▶ **Dataset items**:
::::::::::
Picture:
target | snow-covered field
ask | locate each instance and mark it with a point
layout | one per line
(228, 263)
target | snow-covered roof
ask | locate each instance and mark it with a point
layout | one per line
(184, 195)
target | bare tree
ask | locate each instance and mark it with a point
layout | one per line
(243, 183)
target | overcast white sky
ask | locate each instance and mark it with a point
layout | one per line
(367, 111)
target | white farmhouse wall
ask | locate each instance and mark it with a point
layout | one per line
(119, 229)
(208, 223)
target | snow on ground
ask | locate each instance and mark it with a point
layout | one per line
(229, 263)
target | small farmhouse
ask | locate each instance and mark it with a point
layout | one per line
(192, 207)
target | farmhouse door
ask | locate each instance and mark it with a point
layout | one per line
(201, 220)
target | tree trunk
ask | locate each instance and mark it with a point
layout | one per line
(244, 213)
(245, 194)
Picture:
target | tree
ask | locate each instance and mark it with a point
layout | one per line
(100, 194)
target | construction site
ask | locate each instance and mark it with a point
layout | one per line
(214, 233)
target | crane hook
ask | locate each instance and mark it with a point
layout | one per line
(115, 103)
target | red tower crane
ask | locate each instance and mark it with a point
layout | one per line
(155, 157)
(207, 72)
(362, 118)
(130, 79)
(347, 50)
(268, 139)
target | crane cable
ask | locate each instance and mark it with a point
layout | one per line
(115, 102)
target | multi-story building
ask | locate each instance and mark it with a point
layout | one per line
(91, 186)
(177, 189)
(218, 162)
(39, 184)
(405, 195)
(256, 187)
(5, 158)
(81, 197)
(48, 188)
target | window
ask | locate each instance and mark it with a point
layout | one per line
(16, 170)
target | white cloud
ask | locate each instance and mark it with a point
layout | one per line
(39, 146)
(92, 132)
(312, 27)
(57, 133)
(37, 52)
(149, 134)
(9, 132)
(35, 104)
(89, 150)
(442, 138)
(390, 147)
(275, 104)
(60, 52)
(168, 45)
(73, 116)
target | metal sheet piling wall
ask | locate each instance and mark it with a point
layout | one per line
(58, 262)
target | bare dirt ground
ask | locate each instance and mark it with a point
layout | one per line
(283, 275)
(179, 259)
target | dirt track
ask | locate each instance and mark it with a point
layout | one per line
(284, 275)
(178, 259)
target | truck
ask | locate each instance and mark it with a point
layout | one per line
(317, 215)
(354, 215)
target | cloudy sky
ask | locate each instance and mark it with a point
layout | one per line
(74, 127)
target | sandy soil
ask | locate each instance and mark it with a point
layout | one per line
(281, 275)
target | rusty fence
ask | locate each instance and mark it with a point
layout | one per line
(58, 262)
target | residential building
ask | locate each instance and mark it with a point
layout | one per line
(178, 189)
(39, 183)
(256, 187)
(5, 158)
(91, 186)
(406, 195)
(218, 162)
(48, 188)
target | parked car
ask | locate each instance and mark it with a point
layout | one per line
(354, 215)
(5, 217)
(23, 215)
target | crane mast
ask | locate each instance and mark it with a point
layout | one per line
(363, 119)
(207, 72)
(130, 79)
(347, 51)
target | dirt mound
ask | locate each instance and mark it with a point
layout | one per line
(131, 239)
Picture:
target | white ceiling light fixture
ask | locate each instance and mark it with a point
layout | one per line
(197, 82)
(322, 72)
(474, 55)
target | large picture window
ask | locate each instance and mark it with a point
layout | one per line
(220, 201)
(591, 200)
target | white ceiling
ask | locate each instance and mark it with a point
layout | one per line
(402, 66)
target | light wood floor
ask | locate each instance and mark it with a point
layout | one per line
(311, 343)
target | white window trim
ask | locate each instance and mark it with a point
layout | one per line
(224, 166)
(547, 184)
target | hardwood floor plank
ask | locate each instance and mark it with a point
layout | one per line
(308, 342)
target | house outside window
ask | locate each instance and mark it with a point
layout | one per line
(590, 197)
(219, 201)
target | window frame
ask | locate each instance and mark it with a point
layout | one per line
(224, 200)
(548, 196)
::::::::::
▶ **WHAT THE EXERCISE ASKS**:
Extract the complete data, matching each line exactly.

▶ **RESPONSE TO THE TASK**:
Picture:
target | snow-covered field
ask | locate each instance and mark it with a point
layout | one per line
(228, 263)
target | snow-covered roof
ask | locate each instance and mark it with a point
layout | one per line
(184, 195)
target | bare tree
ask | locate each instance and mark it with a point
layout | one per line
(243, 183)
target | overcast white sky
ask | locate each instance and mark it with a point
layout | one per line
(367, 111)
target | white farmhouse wall
ask | locate each instance and mark it with a point
layout | one per line
(119, 229)
(208, 223)
target | snow on ground
ask | locate each instance and mark it with a point
layout | one per line
(229, 263)
target | small farmhouse
ask | locate each instance and mark it with a point
layout | one per line
(192, 207)
target | farmhouse door
ask | locate each instance and mark it with a point
layout | one per line
(201, 220)
target | tree trunk
ask | locate each instance and mark it with a point
layout | one per line
(244, 213)
(245, 194)
Picture:
target | tree
ask | locate each instance and mark it with a point
layout | one per line
(100, 194)
target | construction site
ask | locate each instance and mark it with a point
layout | one per line
(214, 233)
target | crane hook
ask | locate each instance and mark it with a point
layout | one per line
(115, 103)
target | red tower crane
ask | locate each instance and mark it with a point
layout | one per line
(155, 157)
(207, 72)
(362, 118)
(130, 79)
(347, 50)
(268, 139)
target | crane cable
ask | locate each instance and mark it with a point
layout | one per line
(115, 102)
target | multi-story building
ask | locate each instance and mark it with a point
layout | one per line
(91, 186)
(177, 189)
(218, 162)
(39, 184)
(405, 195)
(256, 187)
(5, 158)
(81, 197)
(48, 188)
target | window
ask | locate each instance and mark it with a point
layout | one per line
(16, 170)
target | white cloud
ask | locate each instance and mark it with a point
layout | one per line
(39, 146)
(92, 132)
(312, 27)
(57, 133)
(37, 52)
(149, 134)
(9, 132)
(35, 104)
(89, 150)
(442, 138)
(390, 147)
(275, 104)
(60, 52)
(168, 45)
(73, 116)
target | metal sheet piling wall
ask | locate each instance and mark it with a point
layout | one per line
(58, 262)
target | bare dirt ground
ask | locate each instance and mark it with a point
layout | one per line
(283, 275)
(179, 259)
target | dirt track
ask | locate each instance and mark it with a point
layout | one per line
(284, 275)
(178, 259)
target | truck
ask | locate each instance and mark it with a point
layout | one per line
(317, 215)
(354, 215)
target | cloudy sky
ask | locate each instance and mark it with a point
layout | one per line
(74, 127)
target | sandy soil
ask | locate each instance and mark it with a point
layout | one per line
(281, 275)
target | rusty fence
ask | locate each instance and mark it with a point
layout | one per line
(58, 262)
target | residential building
ask | locate each instance and mark it with a point
layout | one per line
(178, 189)
(39, 183)
(256, 187)
(5, 158)
(91, 186)
(406, 195)
(218, 162)
(48, 188)
target | parked car
ask | locate each instance and mark it with a point
layout | one per line
(354, 215)
(5, 217)
(23, 215)
target | crane mast
ask | locate each instance and mark it with a point
layout | one per line
(363, 119)
(207, 72)
(130, 79)
(347, 51)
target | dirt mound
ask | locate each instance and mark it with a point
layout | one per line
(131, 239)
Picture:
target | white ceiling light fixture
ask | locate each instance and mark it with a point
layout | one per line
(197, 82)
(322, 72)
(474, 55)
target | large picture window
ask | locate each instance and mark it with a point
layout | one per line
(220, 201)
(591, 200)
target | white ceiling
ask | locate each instance and mark it with a point
layout | one per line
(402, 66)
target | light wood floor
ask | locate each instance and mark it with a point
layout | one per line
(311, 343)
target | white window trim
ask | locate each instance and mark it with a point
layout | one per line
(224, 166)
(547, 184)
target | hardwood floor plank
ask | locate each instance and mark it with a point
layout | one per line
(308, 342)
target | house outside window
ask | locate each instance and mark it with a point
layout | one per line
(590, 197)
(219, 201)
target | window frame
ask | locate each instance and mark it with a point
layout | one per line
(224, 200)
(548, 196)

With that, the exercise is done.